- TASK TO CARRY OUT -
Reproduce the items below, swapping "eyeglasses" for "spectacles" and leaving everything else as it is.

»»

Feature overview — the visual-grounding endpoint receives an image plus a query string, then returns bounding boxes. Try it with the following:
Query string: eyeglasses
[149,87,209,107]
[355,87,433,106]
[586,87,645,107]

««

- WRITTEN RESPONSE -
Feature overview — the visual-grounding endpoint receives an image plus a query string, then returns bounding boxes. Try it with the following:
Query string: spectacles
[149,87,209,107]
[355,87,433,106]
[586,87,645,107]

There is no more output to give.